DATA —
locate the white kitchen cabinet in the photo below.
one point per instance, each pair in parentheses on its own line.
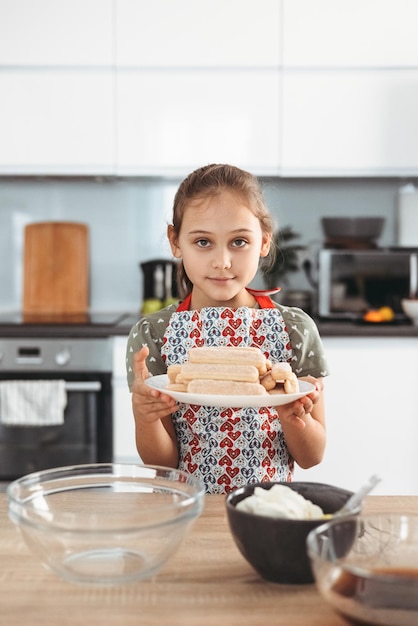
(56,32)
(190,33)
(350,33)
(372,416)
(173,121)
(124,447)
(359,122)
(56,122)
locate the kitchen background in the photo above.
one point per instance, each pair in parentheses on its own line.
(105,105)
(127,222)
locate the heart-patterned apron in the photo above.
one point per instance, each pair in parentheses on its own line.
(226,447)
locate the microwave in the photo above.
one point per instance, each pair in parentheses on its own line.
(351,282)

PROBLEM TO SOLVE — Take every line above where "locate" appears and copy it.

RESPONSE —
locate the white kitchen cabinet in the photo below.
locate the kitchen background in the photo above.
locate the heart-patterned apron in the photo above.
locate the microwave in the photo above.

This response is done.